The word "white" occurs in some of the lines below; copy each of those lines.

### INFORMATION
Segment Open

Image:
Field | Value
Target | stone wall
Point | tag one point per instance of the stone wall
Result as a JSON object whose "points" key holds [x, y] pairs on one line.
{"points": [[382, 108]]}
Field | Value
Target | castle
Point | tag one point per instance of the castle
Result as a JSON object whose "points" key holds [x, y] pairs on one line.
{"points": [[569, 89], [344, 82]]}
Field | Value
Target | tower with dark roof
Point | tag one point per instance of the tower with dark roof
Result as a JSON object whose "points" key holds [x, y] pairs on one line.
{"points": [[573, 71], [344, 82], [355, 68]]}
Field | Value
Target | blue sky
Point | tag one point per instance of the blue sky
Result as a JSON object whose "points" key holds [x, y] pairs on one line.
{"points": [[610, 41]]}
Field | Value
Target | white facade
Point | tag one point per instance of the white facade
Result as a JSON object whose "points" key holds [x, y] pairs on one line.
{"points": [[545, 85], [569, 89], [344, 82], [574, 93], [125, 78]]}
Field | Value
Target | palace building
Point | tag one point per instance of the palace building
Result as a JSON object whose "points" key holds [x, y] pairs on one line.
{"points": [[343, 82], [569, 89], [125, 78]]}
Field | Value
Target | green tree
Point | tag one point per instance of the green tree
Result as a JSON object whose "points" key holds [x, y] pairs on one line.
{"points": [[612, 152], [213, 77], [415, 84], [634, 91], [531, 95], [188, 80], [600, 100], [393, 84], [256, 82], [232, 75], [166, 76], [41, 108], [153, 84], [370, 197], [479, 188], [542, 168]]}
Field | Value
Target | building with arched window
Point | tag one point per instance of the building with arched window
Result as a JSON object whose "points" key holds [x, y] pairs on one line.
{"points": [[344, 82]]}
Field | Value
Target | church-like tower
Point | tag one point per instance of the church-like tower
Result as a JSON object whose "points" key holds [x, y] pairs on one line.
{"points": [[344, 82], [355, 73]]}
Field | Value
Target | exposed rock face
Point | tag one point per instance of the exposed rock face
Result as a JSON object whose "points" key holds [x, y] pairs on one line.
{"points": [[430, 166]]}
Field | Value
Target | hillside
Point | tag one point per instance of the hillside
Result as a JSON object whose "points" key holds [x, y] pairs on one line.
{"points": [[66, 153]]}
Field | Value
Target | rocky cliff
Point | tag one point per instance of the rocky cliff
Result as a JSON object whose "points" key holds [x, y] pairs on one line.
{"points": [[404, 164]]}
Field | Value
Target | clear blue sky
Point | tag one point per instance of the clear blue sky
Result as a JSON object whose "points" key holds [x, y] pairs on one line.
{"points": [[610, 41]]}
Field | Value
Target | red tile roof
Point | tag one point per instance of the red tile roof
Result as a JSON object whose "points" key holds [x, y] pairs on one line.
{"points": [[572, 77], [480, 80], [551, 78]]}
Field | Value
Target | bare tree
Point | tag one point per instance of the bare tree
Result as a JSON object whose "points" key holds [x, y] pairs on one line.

Segment Closed

### ANSWER BOX
Target | white facade
Point | tag one point per instance of the white facade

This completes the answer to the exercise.